(Records from a collection)
_ _ _

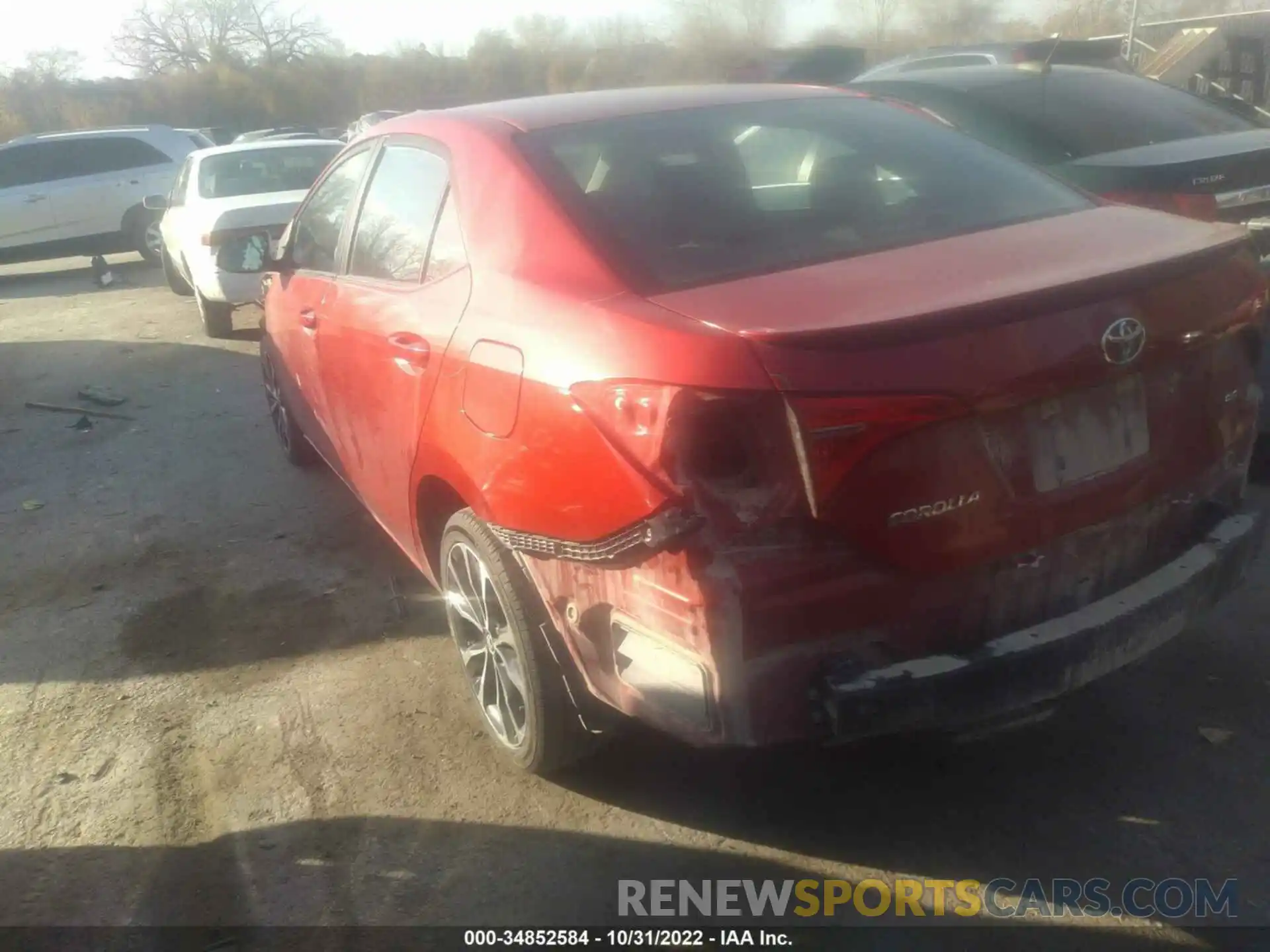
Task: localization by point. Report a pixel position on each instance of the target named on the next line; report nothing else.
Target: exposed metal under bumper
(650, 535)
(1047, 660)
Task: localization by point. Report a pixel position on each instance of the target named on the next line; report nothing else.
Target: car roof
(967, 78)
(85, 134)
(566, 108)
(266, 143)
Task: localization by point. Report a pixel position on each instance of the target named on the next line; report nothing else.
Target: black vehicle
(1121, 136)
(1104, 54)
(1117, 135)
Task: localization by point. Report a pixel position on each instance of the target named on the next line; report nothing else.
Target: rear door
(388, 324)
(99, 179)
(296, 302)
(26, 212)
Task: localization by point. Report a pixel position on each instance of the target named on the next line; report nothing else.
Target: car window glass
(317, 230)
(683, 204)
(447, 253)
(398, 216)
(95, 155)
(255, 172)
(1100, 111)
(22, 165)
(1016, 132)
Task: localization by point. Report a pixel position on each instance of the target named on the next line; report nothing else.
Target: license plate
(1086, 434)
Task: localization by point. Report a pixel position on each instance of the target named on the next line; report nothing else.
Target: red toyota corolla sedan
(766, 413)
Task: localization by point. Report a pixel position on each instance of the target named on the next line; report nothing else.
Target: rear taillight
(722, 451)
(832, 434)
(1189, 205)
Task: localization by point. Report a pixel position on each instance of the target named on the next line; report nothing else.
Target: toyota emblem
(1123, 340)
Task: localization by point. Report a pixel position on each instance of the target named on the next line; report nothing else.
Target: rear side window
(22, 165)
(399, 214)
(318, 229)
(1103, 111)
(697, 196)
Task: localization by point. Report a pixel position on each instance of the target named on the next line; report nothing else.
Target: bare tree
(956, 20)
(879, 15)
(56, 65)
(281, 34)
(713, 23)
(187, 34)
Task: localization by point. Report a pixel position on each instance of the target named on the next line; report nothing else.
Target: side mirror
(245, 254)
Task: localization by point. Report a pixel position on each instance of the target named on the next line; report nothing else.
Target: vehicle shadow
(381, 871)
(177, 539)
(74, 276)
(1119, 783)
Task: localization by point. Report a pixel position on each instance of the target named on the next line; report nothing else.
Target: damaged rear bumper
(1038, 664)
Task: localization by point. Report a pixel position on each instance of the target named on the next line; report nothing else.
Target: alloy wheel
(487, 645)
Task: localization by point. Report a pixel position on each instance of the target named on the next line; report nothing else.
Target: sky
(368, 26)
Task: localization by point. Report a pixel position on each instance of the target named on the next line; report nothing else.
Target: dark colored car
(1121, 136)
(765, 413)
(1105, 54)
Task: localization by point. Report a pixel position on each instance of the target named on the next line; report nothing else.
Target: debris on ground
(102, 397)
(1216, 735)
(62, 409)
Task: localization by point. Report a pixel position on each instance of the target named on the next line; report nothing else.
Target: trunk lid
(1201, 165)
(980, 397)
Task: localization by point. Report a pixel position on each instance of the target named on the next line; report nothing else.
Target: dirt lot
(212, 714)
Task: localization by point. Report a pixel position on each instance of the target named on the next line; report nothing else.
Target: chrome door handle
(413, 349)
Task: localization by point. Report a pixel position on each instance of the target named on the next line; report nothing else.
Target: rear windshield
(1089, 113)
(259, 171)
(697, 196)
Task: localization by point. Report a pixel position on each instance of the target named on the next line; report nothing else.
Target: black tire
(145, 238)
(218, 317)
(295, 446)
(178, 285)
(553, 736)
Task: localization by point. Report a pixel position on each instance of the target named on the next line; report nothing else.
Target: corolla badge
(1124, 340)
(920, 513)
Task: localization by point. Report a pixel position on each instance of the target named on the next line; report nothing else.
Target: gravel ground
(212, 713)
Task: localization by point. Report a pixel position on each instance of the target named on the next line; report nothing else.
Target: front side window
(262, 171)
(399, 214)
(316, 243)
(683, 202)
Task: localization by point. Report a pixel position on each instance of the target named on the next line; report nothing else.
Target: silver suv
(80, 193)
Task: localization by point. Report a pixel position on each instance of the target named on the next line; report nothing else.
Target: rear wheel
(494, 619)
(178, 285)
(298, 450)
(218, 317)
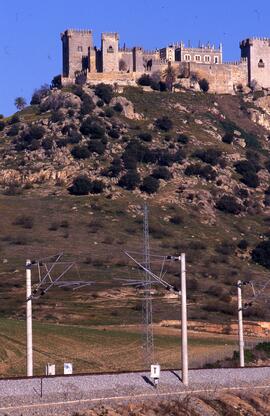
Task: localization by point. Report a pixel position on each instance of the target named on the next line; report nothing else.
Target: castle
(113, 64)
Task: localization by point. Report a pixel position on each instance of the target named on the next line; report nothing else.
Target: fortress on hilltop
(122, 65)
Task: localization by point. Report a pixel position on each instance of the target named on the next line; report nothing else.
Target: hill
(76, 167)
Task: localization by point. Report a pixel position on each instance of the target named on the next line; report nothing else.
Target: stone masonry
(113, 64)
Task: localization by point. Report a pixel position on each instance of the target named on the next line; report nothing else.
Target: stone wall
(110, 52)
(75, 50)
(257, 51)
(222, 78)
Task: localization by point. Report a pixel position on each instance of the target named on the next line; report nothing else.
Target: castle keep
(114, 64)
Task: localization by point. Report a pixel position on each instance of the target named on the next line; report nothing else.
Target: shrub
(74, 137)
(104, 92)
(96, 146)
(24, 221)
(251, 179)
(183, 139)
(57, 116)
(206, 172)
(80, 152)
(204, 84)
(164, 123)
(39, 94)
(130, 180)
(109, 112)
(162, 173)
(100, 103)
(47, 143)
(211, 156)
(244, 166)
(261, 254)
(88, 104)
(113, 133)
(243, 245)
(36, 132)
(13, 131)
(97, 187)
(118, 107)
(150, 185)
(146, 137)
(145, 80)
(229, 205)
(14, 119)
(91, 127)
(80, 186)
(176, 219)
(228, 138)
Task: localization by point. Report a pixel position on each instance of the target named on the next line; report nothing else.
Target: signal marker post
(240, 324)
(29, 333)
(184, 344)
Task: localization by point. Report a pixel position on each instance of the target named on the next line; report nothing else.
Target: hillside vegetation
(76, 167)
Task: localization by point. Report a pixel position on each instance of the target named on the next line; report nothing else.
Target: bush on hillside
(146, 137)
(80, 186)
(183, 139)
(162, 173)
(39, 94)
(261, 254)
(229, 205)
(96, 146)
(164, 123)
(145, 80)
(228, 138)
(104, 92)
(130, 180)
(204, 84)
(150, 185)
(211, 156)
(80, 152)
(251, 179)
(118, 108)
(206, 171)
(87, 105)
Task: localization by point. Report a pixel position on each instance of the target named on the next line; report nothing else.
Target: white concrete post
(240, 324)
(29, 336)
(184, 321)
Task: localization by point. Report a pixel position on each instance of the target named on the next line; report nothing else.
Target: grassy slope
(100, 229)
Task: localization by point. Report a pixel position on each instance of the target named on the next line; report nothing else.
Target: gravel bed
(55, 389)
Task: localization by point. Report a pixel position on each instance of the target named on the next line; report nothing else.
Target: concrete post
(184, 321)
(29, 336)
(240, 324)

_ _ _

### Instructions to follow
Copy the records above exactly, omitting every picture.

### Problem solution
Task: localization by point. Report a pixel position on each instance of the target named on the next line; report nothing else.
Target: exposed metal under bumper
(650, 535)
(1047, 660)
Task: localization by point. Report a pixel position on each instance of the target named on the next line; report nothing else.
Target: car roof
(967, 78)
(85, 134)
(566, 108)
(266, 143)
Task: localization by point. Report a pixel position on each instance of the target named on the next line; report nothing else.
Target: black vehicle
(1121, 136)
(1104, 54)
(1117, 135)
Task: localization by point. Report a pixel position on each instance of the target named on the next line; report nothing else.
Target: rear door
(388, 324)
(99, 179)
(296, 302)
(26, 212)
Task: localization by point. Report a pixel position on each instance of the target named on the next line; report nothing else.
Target: car window glass
(317, 230)
(683, 204)
(447, 253)
(398, 216)
(95, 155)
(255, 172)
(1100, 111)
(22, 165)
(1016, 132)
Task: localization by point. Report a pixel position on each instance of the target named on the next line; report nothing else.
Target: license plate
(1086, 434)
Task: localization by point. Report a pixel position on each instance of the target named on the next line; report nothing else.
Target: red toyota corolla sedan
(766, 413)
Task: localization by point. Report a pixel position on each instance of the target named on the next line; report nothing else.
Target: rear taillight
(722, 451)
(832, 434)
(1189, 205)
Task: localization by point. Report a pixel position on each instance of the target named on the next line; report nothing else.
Target: toyota emblem
(1123, 340)
Task: localization by point. Report a pixel position on each instance of the target named on the next line; report nothing else.
Target: rear side window
(22, 165)
(399, 214)
(318, 229)
(1103, 111)
(697, 196)
Task: localization by point. Report a pixel position on each instance of the target named on the next line; report nothing else.
Target: bare tree
(956, 20)
(879, 15)
(56, 65)
(281, 34)
(713, 23)
(187, 34)
Task: localization by point. Report a pixel position on each instance of the target named on the next line; report nothing else.
Target: side mirror
(245, 254)
Task: localization by point. Report a pixel position on each instance of the target named on the next line; report nothing else.
Target: vehicle shadow
(381, 871)
(177, 539)
(74, 276)
(1119, 783)
Task: localization by point. Report a pixel position on each instance of the target named on the next line; report nothing else.
Target: damaged rear bumper
(1038, 664)
Task: localization by point. Report a pixel position on each instance of the target named on the next line; report nothing else.
Target: alloy wheel
(487, 645)
Task: localization by point. Report a pixel position on each instance of the target named on the next line; report nothing else.
Target: sky
(368, 26)
Task: localization by point. Report a pixel position on each instance of the target named on the next line; report nothing else.
Target: dark colored car
(1121, 136)
(765, 413)
(1105, 54)
Task: localization by point. Report a pixel position on each instance of the target named on the next line; report nothing else.
Target: debris on ground
(102, 397)
(1216, 735)
(62, 409)
Task: localization by point. Report a pixel position on each instance of the target named on the next line; report nothing else.
Target: trunk lid
(1201, 165)
(980, 397)
Task: localization by point. Report a pixel position on each instance of the target named on the next line; report nothing else.
Target: dirt lot
(212, 714)
Task: localization by point. Report a pixel position on each instance of the target named on the next line; report nothing else.
Target: chrome door handle
(413, 349)
Task: localization by point. Report a pixel position on each instance of the target named on the next line; report nothing else.
Target: rear windshield
(1089, 113)
(259, 171)
(697, 196)
Task: localization by point. Report a pixel position on each instance of the target named on the next line; report nothing else.
Target: black tire
(145, 238)
(218, 317)
(295, 446)
(178, 285)
(553, 736)
Task: localization by point. Report a pixel position on each instance of the target named on the next line; report nothing else.
Target: corolla badge
(1124, 340)
(920, 513)
Task: localization by point. Report a pixel position on each instance of the target named on the next line; report nothing else.
Target: gravel ground
(212, 713)
Task: localization by point. Report a pixel position on each instance of the target named on the next line; report nothing else.
Target: front side window
(262, 171)
(399, 214)
(316, 243)
(683, 202)
Task: localization by point. Report a pixel position on each instance of the target named on the next line; report nothing else.
Target: silver suv
(80, 193)
Task: localization by point. Report a pixel position on each instance of the target named on the next line; report nothing else.
Target: rear wheel
(494, 619)
(178, 285)
(298, 450)
(218, 317)
Task: localization by point. Report a pixel position on each instance of the target named on the next line; report nothing else.
Target: castle
(113, 64)
Task: localization by point. Report a pixel position on each instance of the target named on the next line; report nothing else.
Target: fortress on hilltop
(122, 65)
Task: localization by point. Report a pixel position on each instance of the target named on the next line; report nothing else.
Target: hill
(76, 167)
Task: localization by point. Report a pixel position on each instance of the target named on the next line; report nothing else.
Target: stone masonry
(113, 64)
Task: localization by point. Report a pixel position on each instance of the target named on the next line; report nothing else.
Target: stone wall
(110, 52)
(75, 50)
(257, 51)
(222, 78)
Task: localization by point. Report a pixel position on each instance of the target named on the next line; report nothing else.
Target: castle keep
(114, 64)
Task: localization by point. Report a pixel position on each instance of the target named on the next line; report nothing else.
Target: shrub
(74, 137)
(104, 92)
(96, 146)
(24, 221)
(251, 179)
(183, 139)
(57, 116)
(206, 172)
(80, 152)
(204, 84)
(164, 123)
(39, 94)
(130, 180)
(109, 112)
(162, 173)
(100, 103)
(47, 143)
(211, 156)
(244, 166)
(261, 254)
(88, 104)
(113, 133)
(243, 245)
(36, 132)
(13, 131)
(97, 187)
(118, 107)
(150, 185)
(146, 137)
(145, 80)
(229, 205)
(14, 119)
(91, 127)
(80, 186)
(176, 219)
(228, 138)
Task: localization by point. Report a pixel position on each instance of the target named on the next line; report nothing else.
Target: signal marker post
(240, 324)
(29, 333)
(184, 344)
Task: localization by point. Report a pixel position on each instance of the target named on the next line; report nothing else.
Target: hillside vegetation
(76, 167)
Task: localization by point. Report a pixel position on each instance of the target named on the next line; report nothing else.
Target: bush on hillside
(146, 137)
(80, 186)
(183, 139)
(162, 173)
(39, 94)
(261, 254)
(229, 205)
(96, 146)
(164, 123)
(145, 80)
(228, 138)
(104, 92)
(130, 180)
(204, 84)
(150, 185)
(211, 156)
(80, 152)
(251, 179)
(118, 108)
(206, 171)
(87, 105)
Task: localization by point. Report a pixel position on each instance of the target named on the next line; report nothing else.
Target: white concrete post
(240, 324)
(29, 336)
(184, 321)
Task: localization by point. Report a pixel position on each instance of the target named on the next line; report nothing else.
Target: grassy slope
(100, 229)
Task: localization by point. Report a pixel position on each instance of the target named on the next line; report nothing else.
Target: gravel bed
(55, 389)
Task: localization by point. Report a pixel position on each instance of the target named on the next line; report nothing else.
Target: concrete post
(184, 321)
(29, 336)
(240, 324)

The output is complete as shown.